▶ _Supplied records_
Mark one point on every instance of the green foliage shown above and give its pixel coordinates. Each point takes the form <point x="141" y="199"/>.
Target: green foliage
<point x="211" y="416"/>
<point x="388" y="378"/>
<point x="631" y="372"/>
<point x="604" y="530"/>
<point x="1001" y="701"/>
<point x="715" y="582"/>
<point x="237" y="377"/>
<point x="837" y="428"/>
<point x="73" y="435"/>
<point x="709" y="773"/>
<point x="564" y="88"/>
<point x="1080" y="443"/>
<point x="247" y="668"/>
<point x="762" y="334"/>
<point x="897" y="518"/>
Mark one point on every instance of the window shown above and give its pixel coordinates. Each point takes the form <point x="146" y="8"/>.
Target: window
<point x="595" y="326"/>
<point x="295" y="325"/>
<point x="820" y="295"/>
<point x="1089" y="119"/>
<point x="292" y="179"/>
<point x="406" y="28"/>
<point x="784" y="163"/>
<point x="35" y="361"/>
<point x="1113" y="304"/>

▶ _Your goal_
Repeat all of the data above word for word, without changing anything.

▶ _Task output_
Mark one point on every instance of the green foliage shown above and give its pixel coordinates. Each point takes the form <point x="141" y="199"/>.
Target: green foliage
<point x="211" y="416"/>
<point x="388" y="378"/>
<point x="631" y="372"/>
<point x="604" y="530"/>
<point x="1001" y="701"/>
<point x="715" y="582"/>
<point x="237" y="377"/>
<point x="837" y="428"/>
<point x="73" y="435"/>
<point x="709" y="773"/>
<point x="564" y="88"/>
<point x="1080" y="443"/>
<point x="247" y="668"/>
<point x="762" y="334"/>
<point x="897" y="518"/>
Mark one point on every instance of the window shown above and give its pixel coordinates. Each point takes the form <point x="146" y="8"/>.
Target: window
<point x="595" y="326"/>
<point x="295" y="325"/>
<point x="820" y="295"/>
<point x="1089" y="119"/>
<point x="292" y="179"/>
<point x="406" y="28"/>
<point x="784" y="163"/>
<point x="35" y="361"/>
<point x="1113" y="304"/>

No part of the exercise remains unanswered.